(Data taken from a collection)
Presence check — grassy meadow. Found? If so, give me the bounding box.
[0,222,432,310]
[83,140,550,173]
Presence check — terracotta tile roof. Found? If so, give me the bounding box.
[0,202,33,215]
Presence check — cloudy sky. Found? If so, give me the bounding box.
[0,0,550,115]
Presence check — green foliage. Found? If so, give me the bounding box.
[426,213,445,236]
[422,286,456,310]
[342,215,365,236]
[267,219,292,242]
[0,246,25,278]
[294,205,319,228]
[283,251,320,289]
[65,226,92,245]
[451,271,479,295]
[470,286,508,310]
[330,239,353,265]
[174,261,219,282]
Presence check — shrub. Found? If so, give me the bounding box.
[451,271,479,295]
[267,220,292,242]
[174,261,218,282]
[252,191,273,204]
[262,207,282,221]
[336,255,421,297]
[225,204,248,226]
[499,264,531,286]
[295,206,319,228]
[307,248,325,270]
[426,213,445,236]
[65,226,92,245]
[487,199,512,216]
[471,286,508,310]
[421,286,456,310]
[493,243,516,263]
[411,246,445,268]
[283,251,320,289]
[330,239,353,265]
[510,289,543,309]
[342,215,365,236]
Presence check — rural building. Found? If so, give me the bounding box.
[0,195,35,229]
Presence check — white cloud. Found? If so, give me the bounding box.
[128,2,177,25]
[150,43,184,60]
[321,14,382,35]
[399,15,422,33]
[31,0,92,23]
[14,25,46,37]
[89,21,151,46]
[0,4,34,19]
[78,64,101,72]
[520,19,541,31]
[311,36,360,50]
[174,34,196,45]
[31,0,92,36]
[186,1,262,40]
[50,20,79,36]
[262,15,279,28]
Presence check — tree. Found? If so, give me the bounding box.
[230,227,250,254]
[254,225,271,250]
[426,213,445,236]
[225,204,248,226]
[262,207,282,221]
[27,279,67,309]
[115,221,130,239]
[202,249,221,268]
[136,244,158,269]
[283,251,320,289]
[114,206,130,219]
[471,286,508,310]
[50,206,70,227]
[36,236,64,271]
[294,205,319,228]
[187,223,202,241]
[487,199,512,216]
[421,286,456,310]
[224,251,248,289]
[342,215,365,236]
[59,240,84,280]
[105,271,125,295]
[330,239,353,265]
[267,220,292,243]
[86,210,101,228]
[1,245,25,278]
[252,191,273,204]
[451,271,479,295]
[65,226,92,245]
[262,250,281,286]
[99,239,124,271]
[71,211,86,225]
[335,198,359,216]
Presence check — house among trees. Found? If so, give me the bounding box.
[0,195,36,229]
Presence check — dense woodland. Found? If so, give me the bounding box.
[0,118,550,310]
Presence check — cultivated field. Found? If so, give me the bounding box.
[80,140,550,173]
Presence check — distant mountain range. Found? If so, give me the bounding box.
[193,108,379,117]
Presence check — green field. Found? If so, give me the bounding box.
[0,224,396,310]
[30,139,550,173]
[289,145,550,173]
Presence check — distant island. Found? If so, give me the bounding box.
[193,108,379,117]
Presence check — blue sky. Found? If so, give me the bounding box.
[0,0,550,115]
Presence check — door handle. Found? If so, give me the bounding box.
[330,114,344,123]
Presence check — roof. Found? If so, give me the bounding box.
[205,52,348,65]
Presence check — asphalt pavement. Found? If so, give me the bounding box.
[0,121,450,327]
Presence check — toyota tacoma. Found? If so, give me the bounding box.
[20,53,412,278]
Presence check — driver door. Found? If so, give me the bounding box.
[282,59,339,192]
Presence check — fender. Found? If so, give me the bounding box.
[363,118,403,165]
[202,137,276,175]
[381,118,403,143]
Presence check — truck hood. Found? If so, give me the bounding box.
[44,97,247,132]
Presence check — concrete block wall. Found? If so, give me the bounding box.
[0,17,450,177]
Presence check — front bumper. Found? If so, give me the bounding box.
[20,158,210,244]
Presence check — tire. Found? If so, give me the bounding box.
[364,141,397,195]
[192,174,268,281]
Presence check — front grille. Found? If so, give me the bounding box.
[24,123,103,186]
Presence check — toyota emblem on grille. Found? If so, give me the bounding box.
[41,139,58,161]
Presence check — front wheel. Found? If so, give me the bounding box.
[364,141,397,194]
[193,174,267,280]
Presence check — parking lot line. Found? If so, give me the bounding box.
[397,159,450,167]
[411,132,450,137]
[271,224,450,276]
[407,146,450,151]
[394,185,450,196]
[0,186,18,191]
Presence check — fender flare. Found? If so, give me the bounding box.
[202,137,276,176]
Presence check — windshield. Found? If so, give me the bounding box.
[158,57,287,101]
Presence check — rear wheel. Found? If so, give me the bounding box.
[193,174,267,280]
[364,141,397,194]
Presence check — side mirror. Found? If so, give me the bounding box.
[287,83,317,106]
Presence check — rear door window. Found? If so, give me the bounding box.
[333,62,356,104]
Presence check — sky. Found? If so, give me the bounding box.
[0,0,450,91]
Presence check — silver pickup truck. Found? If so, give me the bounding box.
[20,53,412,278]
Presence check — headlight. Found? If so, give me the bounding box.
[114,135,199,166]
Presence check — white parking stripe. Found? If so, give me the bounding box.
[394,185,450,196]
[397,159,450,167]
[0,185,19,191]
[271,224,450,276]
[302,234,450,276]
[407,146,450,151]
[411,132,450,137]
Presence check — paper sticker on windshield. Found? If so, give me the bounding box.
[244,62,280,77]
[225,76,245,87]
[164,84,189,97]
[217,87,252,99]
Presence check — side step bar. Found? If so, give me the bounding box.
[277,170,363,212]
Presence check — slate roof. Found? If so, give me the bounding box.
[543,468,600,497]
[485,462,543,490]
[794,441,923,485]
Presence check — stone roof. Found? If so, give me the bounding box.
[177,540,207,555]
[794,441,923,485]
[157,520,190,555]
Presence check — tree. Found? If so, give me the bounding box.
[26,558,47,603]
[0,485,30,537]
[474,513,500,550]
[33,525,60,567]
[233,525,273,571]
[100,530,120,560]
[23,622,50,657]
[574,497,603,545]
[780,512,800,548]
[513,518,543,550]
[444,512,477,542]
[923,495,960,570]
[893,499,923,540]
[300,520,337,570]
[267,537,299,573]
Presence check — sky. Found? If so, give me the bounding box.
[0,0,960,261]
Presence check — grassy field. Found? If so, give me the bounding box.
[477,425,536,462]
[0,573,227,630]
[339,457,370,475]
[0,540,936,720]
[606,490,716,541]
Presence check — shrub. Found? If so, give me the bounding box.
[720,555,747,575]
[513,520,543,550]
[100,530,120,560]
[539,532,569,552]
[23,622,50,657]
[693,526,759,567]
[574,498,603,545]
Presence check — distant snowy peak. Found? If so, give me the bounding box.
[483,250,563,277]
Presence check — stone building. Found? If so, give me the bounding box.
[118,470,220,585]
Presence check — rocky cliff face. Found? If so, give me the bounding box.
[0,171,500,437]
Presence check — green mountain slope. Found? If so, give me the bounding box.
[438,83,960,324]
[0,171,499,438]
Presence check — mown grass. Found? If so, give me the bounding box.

#### TASK DETAILS
Write out every item above as a numbered list, skipping any blank lines.

#### TASK OUTPUT
1. Presence check — grassy meadow. Found? If so, give me the bounding box.
2. [0,222,432,310]
3. [83,140,550,173]
4. Presence check — terracotta tile roof. Found? If so, give me the bounding box.
5. [0,202,33,215]
6. Presence check — cloudy sky. Found? If so, give me the bounding box.
7. [0,0,550,115]
8. Presence check — green foliage. Found? If so, give me the bounding box.
9. [426,213,445,236]
10. [422,286,456,310]
11. [342,215,365,236]
12. [267,219,292,242]
13. [0,246,25,278]
14. [294,205,319,228]
15. [283,251,320,289]
16. [65,226,92,245]
17. [451,271,479,295]
18. [470,286,508,310]
19. [330,239,353,265]
20. [174,261,219,282]
21. Presence check — shrub. Found? If so, give me the bounding box.
22. [451,271,479,295]
23. [267,220,292,242]
24. [174,261,218,282]
25. [252,191,273,204]
26. [262,207,282,221]
27. [336,255,421,297]
28. [225,204,248,226]
29. [499,264,531,286]
30. [295,206,319,228]
31. [307,248,325,270]
32. [426,213,445,236]
33. [65,226,92,245]
34. [487,199,512,216]
35. [471,286,508,310]
36. [421,286,456,310]
37. [493,243,516,263]
38. [411,246,445,268]
39. [283,251,320,289]
40. [330,239,353,265]
41. [510,289,543,309]
42. [342,215,365,236]
43. Presence check — rural building. Found? If so, give me the bounding box.
44. [0,195,35,229]
45. Presence check — white cloud. Found? If so, give me the bounding box.
46. [128,2,177,25]
47. [150,43,184,60]
48. [321,14,382,35]
49. [399,15,422,33]
50. [31,0,92,23]
51. [14,25,46,37]
52. [89,21,151,46]
53. [0,4,34,19]
54. [78,64,101,72]
55. [520,19,541,31]
56. [311,36,360,50]
57. [174,34,196,45]
58. [31,0,92,36]
59. [186,1,262,40]
60. [50,20,79,36]
61. [262,15,279,28]
62. Presence check — tree. Found? If so, give me the bounding box.
63. [230,227,250,254]
64. [254,225,271,250]
65. [426,213,445,236]
66. [225,204,248,226]
67. [262,207,282,221]
68. [27,279,67,309]
69. [115,221,130,239]
70. [202,249,221,268]
71. [136,244,158,269]
72. [283,251,320,289]
73. [114,206,130,219]
74. [471,286,508,310]
75. [50,206,70,227]
76. [36,236,64,271]
77. [294,205,319,228]
78. [187,223,202,241]
79. [487,199,512,216]
80. [421,286,456,310]
81. [224,251,248,289]
82. [342,215,365,236]
83. [59,240,84,280]
84. [105,271,125,295]
85. [330,239,353,265]
86. [267,220,292,243]
87. [86,210,101,228]
88. [1,245,25,278]
89. [252,191,273,204]
90. [451,271,479,295]
91. [65,226,92,245]
92. [262,250,281,286]
93. [99,239,124,271]
94. [71,211,86,225]
95. [335,198,359,216]
96. Presence check — house among trees. Found? If so, give me the bounding box.
97. [0,195,36,229]
98. Presence check — dense woodland. Found? If so, give me the bounding box.
99. [0,118,550,310]
100. Presence check — cultivated field. Found? If so, give me the bounding box.
101. [80,140,550,173]
102. Presence check — distant mountain range. Found? If so, give me the bounding box.
103. [193,108,379,117]
104. Presence check — green field. Found? If so, give me the bounding box.
105. [0,224,396,310]
106. [30,139,550,173]
107. [289,145,550,173]
108. Presence check — distant island. Found? If so, give me the bounding box.
109. [193,108,379,117]
110. Presence check — blue sky. Found? If so, give me the bounding box.
111. [0,0,550,115]
112. Presence check — door handle. Found? If so, give me the bounding box.
113. [330,114,344,123]
114. Presence check — roof. Found? If so, give me the bounding box.
115. [205,52,348,65]
116. Presence check — asphalt pavement. Found? If so, give me the bounding box.
117. [0,121,450,327]
118. Presence check — toyota tacoma. Found? If so, give me the bounding box.
119. [20,53,412,278]
120. Presence check — driver door. Found? If so, give me the bounding box.
121. [282,59,339,192]
122. Presence check — fender. Found? If so, give me the bounding box.
123. [363,118,403,165]
124. [202,137,276,175]
125. [381,118,403,143]
126. Presence check — truck hood. Found? If so, give me the bounding box.
127. [44,97,247,132]
128. Presence check — concrete block wall. Found? If so, give me the bounding box.
129. [0,17,450,177]
130. Presence check — front bumper. Found? If so, give me the bounding box.
131. [20,158,210,244]
132. Presence check — tire. Found? If so, give me the bounding box.
133. [364,141,397,195]
134. [192,174,268,281]
135. Presence check — front grille. Found? If so, give me the bounding box.
136. [24,123,103,186]
137. Presence check — toyota emblem on grille. Found? If so, give me the bounding box.
138. [41,139,58,161]
139. Presence check — front wheel. Found? If so, give me the bounding box.
140. [364,141,397,194]
141. [193,174,267,280]
142. Presence check — parking lot line. Found? If so, give me the bounding box.
143. [397,159,450,167]
144. [411,132,450,137]
145. [271,224,450,276]
146. [407,146,450,151]
147. [394,185,450,196]
148. [0,186,18,191]
149. Presence check — fender flare. Found? If so, give me the bounding box.
150. [202,137,276,176]
151. Presence check — windshield. Found? If so, give me the bounding box.
152. [158,57,287,101]
153. Presence check — rear wheel. Found? If so, give me the bounding box.
154. [193,174,267,280]
155. [364,141,397,194]
156. Presence check — side mirror. Found? If so, give me the bounding box.
157. [287,83,317,106]
158. Presence check — rear door window. Found? If so, give me the bounding box.
159. [333,62,356,104]
160. Presence check — sky. Found? If so, give me the bounding box.
161. [0,0,450,91]
162. Presence check — silver pickup truck. Found? If so, give me the bounding box.
163. [20,53,412,278]
164. Presence check — headlight. Found? If so, give me the bounding box.
165. [114,135,199,166]
166. Presence check — white parking stripe. Found? If so, give me the bounding box.
167. [394,185,450,196]
168. [397,159,450,167]
169. [0,185,19,191]
170. [271,224,450,276]
171. [302,234,450,276]
172. [407,146,450,151]
173. [411,132,450,137]
174. Presence check — paper sticker on windshield. Found? If so, give me the bounding box.
175. [244,62,280,77]
176. [225,76,245,87]
177. [164,84,189,97]
178. [217,87,252,99]
179. Presence check — side step bar. Found? If so, give me the bounding box.
180. [277,170,363,212]
181. Presence check — slate roof. Found? If so, give me the bounding box.
182. [543,468,600,497]
183. [485,462,543,490]
184. [794,441,923,485]
185. Presence check — stone roof. Found? If so, give me the bounding box.
186. [177,540,207,555]
187. [794,441,923,485]
188. [157,520,190,555]
189. Presence check — tree. Found? If so, give me the bounding box.
190. [26,558,47,603]
191. [0,485,30,537]
192. [474,513,500,550]
193. [33,525,60,567]
194. [233,525,273,571]
195. [100,530,120,560]
196. [23,622,50,657]
197. [574,497,603,545]
198. [780,512,800,548]
199. [513,518,543,550]
200. [444,512,477,542]
201. [923,495,960,570]
202. [893,499,923,540]
203. [300,520,337,570]
204. [267,537,299,573]
205. Presence check — sky. Found? If so, give me the bounding box.
206. [0,0,960,261]
207. Presence check — grassy field. Found? If so, give me the bounding box.
208. [477,425,536,462]
209. [0,573,227,630]
210. [339,457,370,475]
211. [0,540,936,720]
212. [606,490,716,541]
213. Presence check — shrub. Found? If so, give me the bounding box.
214. [720,555,747,575]
215. [513,520,543,550]
216. [100,530,120,560]
217. [539,532,569,552]
218. [23,622,50,657]
219. [693,526,759,567]
220. [574,498,603,545]
221. Presence check — distant snowy peak. Found? If so, give me the bounding box.
222. [483,250,563,277]
223. Presence check — stone building. Found? If so, give me the bounding box.
224. [118,470,220,585]
225. Presence check — rocky cliff face. Found? If so, give me the bounding box.
226. [0,171,500,437]
227. Presence check — green mountain slope. Found? If so, give me the bounding box.
228. [438,83,960,324]
229. [0,171,499,438]
230. Presence check — mown grass. Found? If so, give me the bounding box.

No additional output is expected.